**Texte fourni:**
▬▬▬
Le compte-rendu de Schaffhouse, datant de 1436, en décrit le déroulement. Le samedi, les Seigneurs se retrouvaient en ville et exposaient leurs casques, décorés de leurs armoiries. Le dimanche, ils allaient chercher en musique la troupe de dames, arrivées pour assister aux festivités. Le lundi, ils se rendaient sur la place du tournoi, où une joute équestre opposant une quinzaine de concurrents était organisée. Le grand tournoi avait lieu le mardi. Les chevaliers radiés y recevaient leur sanction : ils étaient battus et faisaient l’objet de moqueries. Après le tournoi, un deuxième jeu équestre, opposant une trentaine de participants avait lieu. Une dernière fête, accompagnée d’un banquet, de danses et de la remise des prix du tournoi marquait la fin de la manifestation.

Don Suero de Quiñones, issu d’une famille très considérée, avait demandé au roi Juan II l’autorisation d’organiser un tournoi dont il définirait lui-même les règles, en l’honneur et par amour de sa chère dulcinée, Dame Leonor de Tovar. Il s’agissait de s’affronter en duel jusqu’à ce que trois lances soient rompues. Des secrétaires consignaient le déroulement des joutes. Les chevaliers manquaient assez souvent leur cible. Pedro de Nave et Francisco de Faces ont eu si peu de succès le 15 juillet, que 27 passages ont été nécessaires pour parvenir enfin à la victoire de Fransisco, avec le score de 2:1 lances rompues.

Les tournois schaffhousois étaient organisés sous forme coopérative, tandis que le Passo Honroso fut une manifestation initiée par un seul noble, avec l’accord du roi. La preuve de courage et le désir de reconnaissance semblent être les principales caractéristiques des joutes espagnoles. Selon l’avis du rédacteur espagnol, les tournois schaffhousois se prêtaient davantage à sanctionner le comportement déshonorant d’un chevalier.

 

Hôtel de ville et maison du commerce de 1395. Un bâtiment médiéval multifonctionnel à Schaffhouse

Discret et jusqu’ici peu mis en lumière, le bâtiment aligne sa face étroite à la rangée de maisons au sud de la Vordergasse, aujourd’hui devenue la principale rue commerçante de la ville. Il ne dévoile donc pas d’emblée sa face longitudinale, comme on pourrait l’attendre d’une construction portant le statut d’hôtel de ville, siège de l’actuel Parlement de la ville et du canton de Schaffhouse. A cela s’ajoute le nom plutôt incongru de «Rathauslaube», donné en 1922 et en réalité uniquement dédié à la salle exempte de pilier, réalisée jadis à l’étage supérieur et qui rend plus d’un visiteur dubitatif.
▬▬▬
**Données du corpus:**

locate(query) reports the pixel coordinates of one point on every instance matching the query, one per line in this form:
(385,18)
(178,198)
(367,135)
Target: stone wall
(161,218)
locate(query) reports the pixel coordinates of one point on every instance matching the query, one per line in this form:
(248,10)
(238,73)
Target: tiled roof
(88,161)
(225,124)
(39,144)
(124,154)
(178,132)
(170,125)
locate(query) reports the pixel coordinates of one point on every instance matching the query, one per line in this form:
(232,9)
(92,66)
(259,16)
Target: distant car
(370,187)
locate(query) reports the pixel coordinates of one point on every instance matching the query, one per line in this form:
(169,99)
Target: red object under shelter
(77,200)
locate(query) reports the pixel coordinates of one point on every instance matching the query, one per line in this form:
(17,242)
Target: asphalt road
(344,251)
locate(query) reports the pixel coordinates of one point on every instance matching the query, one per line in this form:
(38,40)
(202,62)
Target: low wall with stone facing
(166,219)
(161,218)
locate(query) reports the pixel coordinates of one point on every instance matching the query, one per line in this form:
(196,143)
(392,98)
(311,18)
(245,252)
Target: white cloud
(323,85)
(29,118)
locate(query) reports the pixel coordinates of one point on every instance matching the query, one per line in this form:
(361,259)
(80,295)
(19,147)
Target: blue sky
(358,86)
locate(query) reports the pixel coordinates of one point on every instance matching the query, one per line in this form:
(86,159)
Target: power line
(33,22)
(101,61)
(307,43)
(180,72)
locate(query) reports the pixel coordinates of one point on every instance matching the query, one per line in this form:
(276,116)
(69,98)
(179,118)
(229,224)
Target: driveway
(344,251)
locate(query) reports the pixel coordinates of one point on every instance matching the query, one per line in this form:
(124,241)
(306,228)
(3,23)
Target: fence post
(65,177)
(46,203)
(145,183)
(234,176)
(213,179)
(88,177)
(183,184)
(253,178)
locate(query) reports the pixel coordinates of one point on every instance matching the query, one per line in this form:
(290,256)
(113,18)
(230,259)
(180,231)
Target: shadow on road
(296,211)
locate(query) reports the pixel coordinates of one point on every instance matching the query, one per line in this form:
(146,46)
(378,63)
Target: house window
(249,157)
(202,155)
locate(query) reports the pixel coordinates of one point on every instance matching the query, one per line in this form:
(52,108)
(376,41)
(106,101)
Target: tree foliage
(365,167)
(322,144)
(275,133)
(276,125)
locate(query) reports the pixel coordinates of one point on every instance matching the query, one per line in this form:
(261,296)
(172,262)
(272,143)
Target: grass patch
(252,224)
▬▬▬
**Liste des tâches:**
1: Répondez à ces questions d'après le texte fourni :
(a) De quelle année date le compte-rendu de Schaffhouse ?
(b) Dans le tournoi de Don Suero de Quiñones, combien de lances devaient être rompues pour achever un duel ?
(c) En quelle année le nom «Rathauslaube» a-t-il été donné ?
2: Modifiez la partie du texte fourni qui s'ouvre sur les mots « Le compte-rendu de » et se ferme sur « de la manifestation. », en y remplaçant « banquet » par « festin ».

**Réponses:**
1:
(a) 1436.
(b) Trois lances.
(c) En 1922.

2:
Le compte-rendu de Schaffhouse, datant de 1436, en décrit le déroulement. Le samedi, les Seigneurs se retrouvaient en ville et exposaient leurs casques, décorés de leurs armoiries. Le dimanche, ils allaient chercher en musique la troupe de dames, arrivées pour assister aux festivités. Le lundi, ils se rendaient sur la place du tournoi, où une joute équestre opposant une quinzaine de concurrents était organisée. Le grand tournoi avait lieu le mardi. Les chevaliers radiés y recevaient leur sanction : ils étaient battus et faisaient l’objet de moqueries. Après le tournoi, un deuxième jeu équestre, opposant une trentaine de participants avait lieu. Une dernière fête, accompagnée d’un festin, de danses et de la remise des prix du tournoi marquait la fin de la manifestation.